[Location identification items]
-----

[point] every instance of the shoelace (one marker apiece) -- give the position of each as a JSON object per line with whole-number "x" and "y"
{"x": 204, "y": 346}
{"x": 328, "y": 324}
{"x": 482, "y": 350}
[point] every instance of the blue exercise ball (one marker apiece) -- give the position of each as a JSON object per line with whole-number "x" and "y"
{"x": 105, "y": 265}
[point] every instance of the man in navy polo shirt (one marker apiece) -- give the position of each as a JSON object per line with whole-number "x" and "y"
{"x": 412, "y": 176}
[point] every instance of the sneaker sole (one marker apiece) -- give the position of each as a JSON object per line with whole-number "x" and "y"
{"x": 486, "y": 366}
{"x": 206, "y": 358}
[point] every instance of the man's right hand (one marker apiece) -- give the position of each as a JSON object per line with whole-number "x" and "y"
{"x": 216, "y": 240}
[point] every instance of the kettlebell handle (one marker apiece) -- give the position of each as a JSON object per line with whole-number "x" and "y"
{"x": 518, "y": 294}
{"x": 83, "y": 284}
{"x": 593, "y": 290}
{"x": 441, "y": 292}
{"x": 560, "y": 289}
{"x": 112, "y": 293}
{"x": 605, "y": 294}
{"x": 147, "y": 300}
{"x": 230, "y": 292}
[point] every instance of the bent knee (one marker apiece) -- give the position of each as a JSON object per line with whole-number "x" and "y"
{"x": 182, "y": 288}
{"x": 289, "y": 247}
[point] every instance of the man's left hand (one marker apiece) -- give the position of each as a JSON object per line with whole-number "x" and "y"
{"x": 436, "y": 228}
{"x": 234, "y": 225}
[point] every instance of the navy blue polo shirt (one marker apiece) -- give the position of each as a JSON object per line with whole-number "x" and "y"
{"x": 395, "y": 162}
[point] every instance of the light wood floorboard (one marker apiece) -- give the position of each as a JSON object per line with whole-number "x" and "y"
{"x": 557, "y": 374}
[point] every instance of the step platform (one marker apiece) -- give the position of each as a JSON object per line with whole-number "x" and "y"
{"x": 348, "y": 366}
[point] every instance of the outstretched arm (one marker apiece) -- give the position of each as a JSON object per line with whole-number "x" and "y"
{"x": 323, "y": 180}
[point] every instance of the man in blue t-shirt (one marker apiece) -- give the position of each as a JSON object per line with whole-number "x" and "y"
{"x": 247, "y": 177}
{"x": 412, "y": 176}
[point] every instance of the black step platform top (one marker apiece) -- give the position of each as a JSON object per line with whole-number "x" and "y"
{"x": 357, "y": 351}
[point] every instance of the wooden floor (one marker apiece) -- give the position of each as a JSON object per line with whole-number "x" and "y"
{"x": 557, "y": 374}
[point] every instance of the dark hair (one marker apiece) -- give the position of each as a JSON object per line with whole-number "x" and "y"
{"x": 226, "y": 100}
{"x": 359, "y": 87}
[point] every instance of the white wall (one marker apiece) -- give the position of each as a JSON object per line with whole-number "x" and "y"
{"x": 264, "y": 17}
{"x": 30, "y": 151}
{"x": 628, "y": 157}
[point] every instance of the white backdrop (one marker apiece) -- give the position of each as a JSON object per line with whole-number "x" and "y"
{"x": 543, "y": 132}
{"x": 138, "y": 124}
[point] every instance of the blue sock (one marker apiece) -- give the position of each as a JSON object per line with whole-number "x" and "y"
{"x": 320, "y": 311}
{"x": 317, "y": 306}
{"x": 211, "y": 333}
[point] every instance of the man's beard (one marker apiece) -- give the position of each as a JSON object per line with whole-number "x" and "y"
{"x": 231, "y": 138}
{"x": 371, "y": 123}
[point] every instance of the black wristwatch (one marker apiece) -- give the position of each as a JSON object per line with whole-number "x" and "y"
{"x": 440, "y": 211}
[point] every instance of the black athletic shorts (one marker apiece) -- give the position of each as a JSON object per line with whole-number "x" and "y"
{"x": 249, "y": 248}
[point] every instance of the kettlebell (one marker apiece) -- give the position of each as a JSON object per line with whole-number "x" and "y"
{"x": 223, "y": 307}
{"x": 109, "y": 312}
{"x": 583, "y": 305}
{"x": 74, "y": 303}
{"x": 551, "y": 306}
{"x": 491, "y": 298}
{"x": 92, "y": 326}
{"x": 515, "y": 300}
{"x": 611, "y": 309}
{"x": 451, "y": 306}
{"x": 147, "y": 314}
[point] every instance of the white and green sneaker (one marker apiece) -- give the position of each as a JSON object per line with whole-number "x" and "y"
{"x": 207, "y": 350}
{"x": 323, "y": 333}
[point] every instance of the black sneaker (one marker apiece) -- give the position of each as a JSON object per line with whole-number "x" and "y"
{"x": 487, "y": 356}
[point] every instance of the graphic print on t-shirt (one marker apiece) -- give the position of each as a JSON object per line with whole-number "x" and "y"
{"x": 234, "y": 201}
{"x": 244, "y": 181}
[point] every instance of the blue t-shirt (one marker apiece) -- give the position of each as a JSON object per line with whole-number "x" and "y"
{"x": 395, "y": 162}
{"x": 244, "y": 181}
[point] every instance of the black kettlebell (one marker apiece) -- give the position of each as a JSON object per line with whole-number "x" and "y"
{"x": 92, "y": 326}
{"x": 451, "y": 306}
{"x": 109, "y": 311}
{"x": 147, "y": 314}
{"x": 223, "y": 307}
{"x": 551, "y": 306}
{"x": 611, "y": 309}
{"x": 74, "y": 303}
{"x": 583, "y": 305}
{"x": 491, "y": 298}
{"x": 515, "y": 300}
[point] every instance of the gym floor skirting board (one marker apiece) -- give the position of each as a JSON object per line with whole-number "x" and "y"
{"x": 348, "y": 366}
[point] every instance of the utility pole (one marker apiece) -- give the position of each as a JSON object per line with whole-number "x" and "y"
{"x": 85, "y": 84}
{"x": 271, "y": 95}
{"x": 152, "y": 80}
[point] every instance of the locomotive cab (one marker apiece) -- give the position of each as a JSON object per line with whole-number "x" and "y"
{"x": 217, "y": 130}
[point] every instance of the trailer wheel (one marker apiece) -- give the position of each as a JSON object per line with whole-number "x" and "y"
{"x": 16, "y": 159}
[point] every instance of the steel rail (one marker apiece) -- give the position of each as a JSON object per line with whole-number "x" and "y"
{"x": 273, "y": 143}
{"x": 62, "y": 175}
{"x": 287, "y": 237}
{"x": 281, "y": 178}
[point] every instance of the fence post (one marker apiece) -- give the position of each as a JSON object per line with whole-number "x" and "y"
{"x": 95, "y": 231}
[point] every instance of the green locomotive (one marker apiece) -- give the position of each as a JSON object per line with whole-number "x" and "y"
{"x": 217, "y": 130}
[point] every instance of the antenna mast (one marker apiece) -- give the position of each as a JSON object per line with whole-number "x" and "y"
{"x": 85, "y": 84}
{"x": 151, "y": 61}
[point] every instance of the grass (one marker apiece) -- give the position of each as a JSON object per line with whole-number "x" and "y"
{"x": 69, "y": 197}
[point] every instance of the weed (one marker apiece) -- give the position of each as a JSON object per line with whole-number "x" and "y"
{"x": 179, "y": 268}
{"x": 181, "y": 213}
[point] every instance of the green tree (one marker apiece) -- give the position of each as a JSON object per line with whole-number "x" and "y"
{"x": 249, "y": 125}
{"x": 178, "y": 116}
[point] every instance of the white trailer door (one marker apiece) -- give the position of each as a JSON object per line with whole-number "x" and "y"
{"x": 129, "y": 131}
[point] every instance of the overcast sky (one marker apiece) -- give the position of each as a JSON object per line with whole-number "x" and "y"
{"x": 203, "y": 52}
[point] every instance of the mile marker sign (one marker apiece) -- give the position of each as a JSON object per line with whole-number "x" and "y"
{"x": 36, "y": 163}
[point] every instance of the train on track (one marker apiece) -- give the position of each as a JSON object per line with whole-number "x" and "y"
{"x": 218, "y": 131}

-----

Problem statement:
Retype the entries exactly, including every line.

Response:
[point] every instance of the shoelace (one marker apiece) -- give the position of each as a JSON object per line with whole-number "x" and "y"
{"x": 204, "y": 346}
{"x": 328, "y": 324}
{"x": 482, "y": 350}
[point] every instance of the blue exercise ball (one marker apiece) -- give the position of each as a JSON object per line with whole-number "x" and "y"
{"x": 105, "y": 265}
[point] every instance of the man in navy polo shirt (one marker apiece) -- give the position of each as a JSON object per line with whole-number "x" and "y"
{"x": 412, "y": 176}
[point] every instance of the sneaker sole (one marker apiece) -- give the position of each as a JSON object per line with whole-number "x" and "y"
{"x": 486, "y": 366}
{"x": 206, "y": 358}
[point] every instance of the man's right hand (one marker apiece) -- give the position of each as a JSON object per line with whole-number "x" and "y"
{"x": 216, "y": 240}
[point] every instance of the kettlebell handle (one marker apiece) -- give the position of each as a JSON object per line with whole-number "x" and "y"
{"x": 518, "y": 294}
{"x": 83, "y": 284}
{"x": 593, "y": 290}
{"x": 441, "y": 292}
{"x": 560, "y": 289}
{"x": 112, "y": 293}
{"x": 605, "y": 294}
{"x": 147, "y": 300}
{"x": 230, "y": 292}
[point] every instance of the bent knee (one marker apiece) -- give the position of each as a JSON object per line with whole-number "x" and "y"
{"x": 182, "y": 288}
{"x": 289, "y": 247}
[point] every instance of the man's left hand (one marker apiece) -- give the position of each as a JSON object per line with whole-number "x" and "y"
{"x": 436, "y": 228}
{"x": 234, "y": 225}
[point] every instance of the navy blue polo shirt (one marker apiece) -- give the position of each as a JSON object per line with whole-number "x" and "y"
{"x": 395, "y": 162}
[point] every instance of the light wood floorboard (one marker apiece) -- give the position of each as a JSON object per line with whole-number "x" and "y"
{"x": 557, "y": 374}
[point] every instance of the step platform (one marker apiece) -- give the position of each as a JSON object per line with whole-number "x" and "y"
{"x": 348, "y": 366}
[point] every instance of the outstretched arm (one marker apiece) -- give the position of each as a JSON object per line with whole-number "x" and "y"
{"x": 323, "y": 180}
[point] every instance of the man in blue t-shirt (one marker apiece) -- give the position of each as a JSON object per line with whole-number "x" and "y"
{"x": 247, "y": 177}
{"x": 412, "y": 176}
[point] every instance of the black step platform top (one marker apiece) -- give the position of each as a JSON object per line with whole-number "x" and "y"
{"x": 357, "y": 351}
[point] every instance of the wooden floor (one marker apiece) -- give the position of each as a JSON object per line with whole-number "x" and "y"
{"x": 557, "y": 374}
[point] every instance of the dark hair (one marker apiece) -- give the position of each as a JSON object per line with whole-number "x" and "y"
{"x": 226, "y": 100}
{"x": 359, "y": 87}
[point] every instance of the white wall (one marker apiece) -- give the position of each as a JSON object per line with whole-number "x" and "y"
{"x": 264, "y": 17}
{"x": 30, "y": 151}
{"x": 628, "y": 157}
[point] every instance of the white backdrop (one marker apiece) -- give the position of each as a JSON object per line with whole-number "x" and "y"
{"x": 543, "y": 132}
{"x": 138, "y": 124}
[point] every instance of the blue sock (one marker apiece) -- give the position of each as a JSON object per line with whole-number "x" and "y"
{"x": 320, "y": 311}
{"x": 317, "y": 306}
{"x": 211, "y": 333}
[point] every instance of the man's beard (one marker apiece) -- give the position of each as a JSON object per line with whole-number "x" and "y"
{"x": 231, "y": 138}
{"x": 371, "y": 123}
[point] every instance of the black wristwatch (one marker apiece) -- give the position of each as a JSON object per line with whole-number "x" and "y"
{"x": 440, "y": 211}
[point] every instance of the black athletic shorts (one marker apiece) -- give the position of each as a JSON object per line with whole-number "x" and "y"
{"x": 249, "y": 248}
[point] every instance of the kettlebell (one marker apiece) -- give the position of each as a JSON object per line with whole-number "x" and "y"
{"x": 223, "y": 307}
{"x": 109, "y": 312}
{"x": 583, "y": 305}
{"x": 74, "y": 303}
{"x": 551, "y": 306}
{"x": 491, "y": 298}
{"x": 92, "y": 326}
{"x": 515, "y": 300}
{"x": 611, "y": 309}
{"x": 451, "y": 306}
{"x": 147, "y": 314}
[point] every instance of the white and green sneaker (one marker apiece) -- give the position of each as a JSON object per line with whole-number "x" and "y"
{"x": 207, "y": 350}
{"x": 323, "y": 333}
[point] every instance of the black sneaker (one marker apiece) -- give the position of each as a JSON object per line with whole-number "x" and "y"
{"x": 487, "y": 356}
[point] every instance of the graphic print on t-shirt (one marker apiece) -- give the position of each as a JSON object per line with whole-number "x" and "y"
{"x": 234, "y": 201}
{"x": 244, "y": 181}
[point] every instance of the blue t-shirt (one marker apiece) -- give the position of each as a JSON object per line with whole-number "x" and "y"
{"x": 395, "y": 162}
{"x": 244, "y": 181}
[point] every instance of the black kettlebell (one marker apiece) -- give the position of each as a JSON object per line with whole-number "x" and "y"
{"x": 92, "y": 326}
{"x": 451, "y": 306}
{"x": 109, "y": 311}
{"x": 147, "y": 314}
{"x": 223, "y": 307}
{"x": 551, "y": 306}
{"x": 611, "y": 309}
{"x": 74, "y": 303}
{"x": 583, "y": 305}
{"x": 491, "y": 298}
{"x": 515, "y": 300}
[point] every instance of the gym floor skirting board (one marker apiece) -- give the position of each as a JSON object per line with whole-number "x" and "y"
{"x": 348, "y": 366}
[point] every instance of the utility pole (one marker apiece) -- give the position of each as a JSON object per line with whole-number "x" and "y"
{"x": 85, "y": 84}
{"x": 271, "y": 95}
{"x": 152, "y": 80}
[point] every instance of the locomotive cab (one marker apiece) -- give the position of each as a JSON object per line with whole-number "x" and "y"
{"x": 217, "y": 130}
[point] every instance of the trailer wheel (one marker apiece) -- give the position of each as a JSON object per line with whole-number "x" and "y"
{"x": 16, "y": 159}
[point] every instance of the steel rail (one marker apiece) -- give the position of each as a JSON object per line with whole-number "x" and "y"
{"x": 273, "y": 143}
{"x": 62, "y": 175}
{"x": 287, "y": 237}
{"x": 281, "y": 178}
[point] every instance of the fence post (one marker apiece) -- give the position of each as a JSON object per line with whole-number "x" and "y"
{"x": 95, "y": 231}
[point] every instance of the green locomotive (one marker apiece) -- give the position of each as a JSON object per line with whole-number "x" and "y"
{"x": 217, "y": 130}
[point] every instance of the antenna mast (one marker apiece) -- give the position of each as a JSON object per line with whole-number "x" and "y"
{"x": 85, "y": 84}
{"x": 151, "y": 61}
[point] every instance of the grass (one marker apiece) -- give the position of each as a JSON object per line with whole-number "x" and "y"
{"x": 69, "y": 197}
[point] every instance of the weed (one marker apiece) -- give the position of each as a JSON object per line with whole-number "x" and "y"
{"x": 179, "y": 268}
{"x": 181, "y": 213}
[point] every instance of the green tree (one marker apiece) -- give the position of each as a JSON object per line with whole-number "x" and "y"
{"x": 249, "y": 125}
{"x": 178, "y": 116}
[point] every instance of the white trailer door (one marker apiece) -- give the position of each as a JSON object per line with whole-number "x" and "y"
{"x": 129, "y": 131}
[point] every instance of the overcast sky (one marker apiece) -- give the position of each as a JSON object per line with whole-number "x" and "y"
{"x": 203, "y": 52}
[point] every instance of the mile marker sign (one marker apiece) -- give the position of each as a JSON object per line with whole-number "x" and "y"
{"x": 36, "y": 163}
[point] every instance of the train on track (one marker apiece) -- give the position of each as a JSON object per line with whole-number "x" and "y"
{"x": 218, "y": 131}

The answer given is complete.